Task to carry out:
Without changing a single character, copy every record below.

Dataset excerpts:
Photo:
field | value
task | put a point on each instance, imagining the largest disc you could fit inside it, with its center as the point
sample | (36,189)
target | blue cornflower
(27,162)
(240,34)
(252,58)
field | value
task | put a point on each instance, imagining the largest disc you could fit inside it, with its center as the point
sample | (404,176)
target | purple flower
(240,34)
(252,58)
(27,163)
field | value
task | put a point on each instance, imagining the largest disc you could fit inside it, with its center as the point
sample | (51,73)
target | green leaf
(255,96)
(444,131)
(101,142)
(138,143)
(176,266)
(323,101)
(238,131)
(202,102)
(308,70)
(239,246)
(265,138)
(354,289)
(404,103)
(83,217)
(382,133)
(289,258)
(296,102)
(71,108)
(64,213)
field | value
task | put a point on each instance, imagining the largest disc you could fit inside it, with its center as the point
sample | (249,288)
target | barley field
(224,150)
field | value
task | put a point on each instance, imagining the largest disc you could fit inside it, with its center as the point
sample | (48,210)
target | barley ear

Solved exercise:
Photo:
field | value
task | put a point on each instance, imagining the largest disc you could fit inside it, with its center as the point
sample | (36,189)
target | blue cornflower
(27,162)
(240,34)
(252,58)
field | value
task | put a point on each instance, imagining the largest disc you could fit inside it, with its center as the point
sample | (404,176)
target | purple flower
(240,34)
(252,58)
(27,163)
field | value
task | put a point on each instance, imagining the largest disc you could fit inside it, with its center as the point
sample | (51,73)
target | green leaf
(255,96)
(444,131)
(101,142)
(138,143)
(176,266)
(323,101)
(238,131)
(202,102)
(308,70)
(239,246)
(265,138)
(354,289)
(404,103)
(83,217)
(382,133)
(289,258)
(296,102)
(71,108)
(64,213)
field | value
task | put a point on each instance, imagining the largest disc you could fit inside it, with its center as the point
sample | (249,288)
target | barley field
(224,150)
field | value
task | put a point on each instance, imagining the largest disc you could fit inside it, with its center as the point
sample | (48,210)
target | barley ear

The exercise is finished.